ACTIVITIES –
• 1. From the text on reading Excel files in R, copy the stretch from "Although this package" through "of the package.".
• 2. In the text on reading Excel files in R, what class is the output of the openxlsx package by default?

TEXT SHOWN –
#####

Recall that the read_excel function guesses the file extension. Nonetheless, if you know the file extension you are going to read you can use the corresponding function of the following to avoid guessing:

# If you know the extension of your Excel file
# use one of these functions instead

# For XLS files
read_xls()

# For XLSX files
read_xlsx()

openxlsx package

The openxlsx package uses Rcpp and, as it doesn’t depend on JAVA, it is an interesting alternative to to the readxl package to read an Excel file in R. The differences respect to the previous package are that the output is of class data.frame by default instead of tibble and that its main use is not just importing Excel files, as it also provides a wide variety of functions to write, style and edit Excel files.

The function to read XLSX files is named read.xlsx:

# install.packages("openxlsx")
library(openxlsx)

read.xlsx(file_path)
                  name     value
1                 Name    Clippy
2              Species paperclip
3 Approx date of death     39083
4      Weight in grams       0.9

As in the function of the previous package, there are several arguments you can customize, as sheet, skip or colNames. If you want to select specific cells you can make use of the rows and cols arguments. Recall to type ?read.xlsx or help(read.xlsx) for additional information.

read.xlsx(file_path, cols = 1:2, rows = 2:3)
     Name    Clippy
1 Species paperclip

The xlsx package

Although this package requires JAVA installed on your computer it is very popular. The main functions to import Excel files are the read.xlsx and read.xlsx2. The second has slightly differences in the default arguments and it does more work in JAVA, achieving better performance.

# install.packages("xlsx")
library(xlsx)

read.xlsx(file_path)
read.xlsx2(file_path)

You can customize several arguments as sheetIndex, sheetName, header, rowIndex, colIndex, among others. Run ?read.xlsx or help(read.xlsx) for additional details.

XLConnect package

An alternative to the xlsx package is XLConnect, which allows writing, reading and formatting Excel files. In order to load an Excel file into R you can use the readWorksheetFromFile function as follows. We recommend you to type ??XLConnect to look for additional information of the arguments of each function of the package.

# install.packages("XLConnect")
library(XLConnect)

data <- readWorksheetFromFile(file_path, sheet = "list-column",
                              startRow = 1, endRow = 5,
                              startCol = 1, endCol = 2)

#####

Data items
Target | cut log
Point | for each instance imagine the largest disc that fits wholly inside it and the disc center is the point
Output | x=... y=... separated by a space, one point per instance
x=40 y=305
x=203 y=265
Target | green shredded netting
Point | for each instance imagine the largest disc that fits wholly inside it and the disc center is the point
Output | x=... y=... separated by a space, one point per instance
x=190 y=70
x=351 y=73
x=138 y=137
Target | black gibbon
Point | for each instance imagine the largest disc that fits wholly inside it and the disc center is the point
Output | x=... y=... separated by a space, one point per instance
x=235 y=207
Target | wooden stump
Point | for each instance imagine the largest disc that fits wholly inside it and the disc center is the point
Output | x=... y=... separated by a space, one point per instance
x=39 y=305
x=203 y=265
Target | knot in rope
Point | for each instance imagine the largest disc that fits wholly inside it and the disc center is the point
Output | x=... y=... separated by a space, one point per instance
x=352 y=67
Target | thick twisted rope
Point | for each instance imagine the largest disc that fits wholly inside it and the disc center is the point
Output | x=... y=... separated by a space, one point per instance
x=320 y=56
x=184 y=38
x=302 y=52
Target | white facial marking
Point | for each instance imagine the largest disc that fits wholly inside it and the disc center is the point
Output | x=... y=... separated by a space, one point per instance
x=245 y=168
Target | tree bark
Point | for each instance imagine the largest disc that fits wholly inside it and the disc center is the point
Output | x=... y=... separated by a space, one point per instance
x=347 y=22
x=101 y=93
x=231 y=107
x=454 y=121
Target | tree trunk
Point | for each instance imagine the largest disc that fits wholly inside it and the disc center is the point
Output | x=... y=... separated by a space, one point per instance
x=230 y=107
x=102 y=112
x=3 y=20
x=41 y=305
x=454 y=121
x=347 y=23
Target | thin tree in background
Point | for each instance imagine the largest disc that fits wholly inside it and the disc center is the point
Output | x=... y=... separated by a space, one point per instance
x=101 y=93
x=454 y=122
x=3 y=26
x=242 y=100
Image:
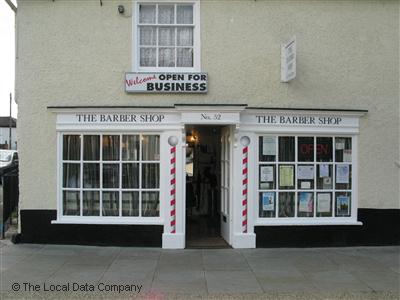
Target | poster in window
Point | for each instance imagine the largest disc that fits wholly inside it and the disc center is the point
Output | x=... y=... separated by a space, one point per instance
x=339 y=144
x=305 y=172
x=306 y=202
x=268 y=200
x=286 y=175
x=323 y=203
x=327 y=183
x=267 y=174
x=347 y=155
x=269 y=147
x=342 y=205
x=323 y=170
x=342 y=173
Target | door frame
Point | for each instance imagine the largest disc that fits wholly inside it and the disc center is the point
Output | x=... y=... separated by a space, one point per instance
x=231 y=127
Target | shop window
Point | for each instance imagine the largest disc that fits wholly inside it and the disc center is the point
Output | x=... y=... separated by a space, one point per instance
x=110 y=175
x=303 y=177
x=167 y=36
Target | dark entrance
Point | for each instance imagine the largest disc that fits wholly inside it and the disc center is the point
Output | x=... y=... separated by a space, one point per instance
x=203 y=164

#####

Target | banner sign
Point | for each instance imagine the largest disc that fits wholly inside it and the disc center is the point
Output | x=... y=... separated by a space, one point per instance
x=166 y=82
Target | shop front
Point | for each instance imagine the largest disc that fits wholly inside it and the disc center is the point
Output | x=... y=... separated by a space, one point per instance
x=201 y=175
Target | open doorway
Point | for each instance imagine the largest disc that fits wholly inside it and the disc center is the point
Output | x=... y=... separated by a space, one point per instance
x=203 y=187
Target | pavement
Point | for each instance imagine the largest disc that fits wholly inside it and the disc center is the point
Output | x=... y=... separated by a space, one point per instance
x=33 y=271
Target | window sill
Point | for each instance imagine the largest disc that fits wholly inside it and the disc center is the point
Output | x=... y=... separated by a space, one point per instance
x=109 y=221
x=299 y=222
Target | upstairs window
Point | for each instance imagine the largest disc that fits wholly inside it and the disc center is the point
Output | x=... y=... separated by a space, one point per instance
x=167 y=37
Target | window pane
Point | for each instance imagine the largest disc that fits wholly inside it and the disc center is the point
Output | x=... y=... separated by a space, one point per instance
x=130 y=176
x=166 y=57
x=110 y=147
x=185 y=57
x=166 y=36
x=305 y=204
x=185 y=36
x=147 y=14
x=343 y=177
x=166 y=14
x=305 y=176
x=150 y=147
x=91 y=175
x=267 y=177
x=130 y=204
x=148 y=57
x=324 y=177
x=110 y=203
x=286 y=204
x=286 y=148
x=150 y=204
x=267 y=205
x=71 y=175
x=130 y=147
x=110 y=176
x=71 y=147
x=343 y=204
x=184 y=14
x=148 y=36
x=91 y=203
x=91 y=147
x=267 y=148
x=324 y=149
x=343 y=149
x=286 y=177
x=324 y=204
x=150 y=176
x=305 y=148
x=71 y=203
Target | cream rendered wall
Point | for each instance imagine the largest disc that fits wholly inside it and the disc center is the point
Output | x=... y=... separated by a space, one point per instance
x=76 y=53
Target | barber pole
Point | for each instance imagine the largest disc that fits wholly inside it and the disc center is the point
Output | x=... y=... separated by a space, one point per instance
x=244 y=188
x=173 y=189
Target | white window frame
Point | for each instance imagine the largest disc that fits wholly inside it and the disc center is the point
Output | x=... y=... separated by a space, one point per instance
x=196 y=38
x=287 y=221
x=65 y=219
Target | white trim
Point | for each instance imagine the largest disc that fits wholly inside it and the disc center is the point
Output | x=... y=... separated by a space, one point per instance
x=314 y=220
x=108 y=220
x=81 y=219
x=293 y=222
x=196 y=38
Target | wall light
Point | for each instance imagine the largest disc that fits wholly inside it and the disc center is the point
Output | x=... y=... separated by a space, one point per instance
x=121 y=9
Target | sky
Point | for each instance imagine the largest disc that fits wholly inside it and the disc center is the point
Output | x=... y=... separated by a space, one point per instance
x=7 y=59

#####

LIST OF SOLUTIONS –
• 1.
Although this package requires JAVA installed on your computer it is very popular. The main functions to import Excel files are the read.xlsx and read.xlsx2. The second has slightly differences in the default arguments and it does more work in JAVA, achieving better performance.

# install.packages("xlsx")
library(xlsx)

read.xlsx(file_path)
read.xlsx2(file_path)

You can customize several arguments as sheetIndex, sheetName, header, rowIndex, colIndex, among others. Run ?read.xlsx or help(read.xlsx) for additional details.

XLConnect package

An alternative to the xlsx package is XLConnect, which allows writing, reading and formatting Excel files. In order to load an Excel file into R you can use the readWorksheetFromFile function as follows. We recommend you to type ??XLConnect to look for additional information of the arguments of each function of the package.

• 2. By default, the output is of class data.frame rather than tibble.